- **Page text**:

▬▬▬▬▬▬▬▬▬▬

Upfront fees, commission splits, NO profit-sharing, and lack of ownership.

These are the hallmarks of most of the agency groups or 'cluster' programs prevalent in the market today. IF you are considering joining an agency group, you must understand the most critical program aspects and ask the right questions, so you don't end up making a costly mistake.

How can you make an informed decision before taking the plunge? Start by asking these 10 crucial questions:

1: Is there an upfront charge, and if so, what does this cover?

It is typical for groups to charge upfront fees. However, if those fees are anywhere north of $5,000, then it may be time to look elsewhere. A group will incur costs when setting up and onboarding new agencies to its group, and sometimes they will pass these down to the new member. But there is a point where the fee becomes unreasonable for the services that are provided, so be cautious when these fees feel excessive. Better yet, find a group that doesn't have upfront fees.

2: Are there monthly fees? If so, what do these fees cover?

Many groups charge monthly fees. Sometimes these fees cover a minimum amount needed to run the group at the management level. Other times it covers 'technology' requirements mandated by the group. These fees are common and can be reasonable, but you need to ask what they are and why they are charged.

3: What is the commission split?

Most organizations or groups make money by splitting commissions with their member agencies. Do the math! How much is that commission split really costing you? It may not be much today when starting your agency, but what about when you build an agency with annual commissions of $150,000? At that commission level, if you join a group that takes a 20-50% cut of your renewals, that equals $30,000 - $75,000 PER YEAR!

▬▬▬▬▬▬▬▬▬▬

- **Data shown**:
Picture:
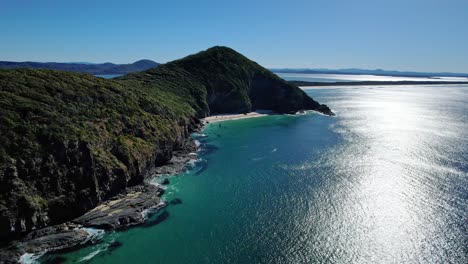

▬▬▬▬▬▬▬▬▬▬

- **Short task**: Do the following statements agree with the text on agency groups? For each, answer yes or no and quote the deciding words from the text. (a) Upfront fees above $5,000 may be a signal to look at other groups. (b) Monthly fees always pay for technology requirements mandated by the group. (c) With annual commissions of $150,000, a 20-50% cut of renewals comes to $30,000 - $75,000 a year.

- **Exercise result**:
(a) Yes: "if those fees are anywhere north of $5,000, then it may be time to look elsewhere"
(b) No: "Sometimes these fees cover a minimum amount needed to run the group at the management level. Other times it covers 'technology' requirements mandated by the group."
(c) Yes: "if you join a group that takes a 20-50% cut of your renewals, that equals $30,000 - $75,000 PER YEAR!"